Below is some data; print it all back exactly.

(Collected data entries)
────────────────────────────────────────

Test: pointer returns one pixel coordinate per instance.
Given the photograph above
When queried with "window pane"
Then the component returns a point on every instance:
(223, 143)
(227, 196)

────────────────────────────────────────

Task solution
Test: pointer returns one pixel coordinate per instance.
Given the photograph above
When queried with "window pane"
Then the component returns a point on every instance:
(223, 143)
(227, 196)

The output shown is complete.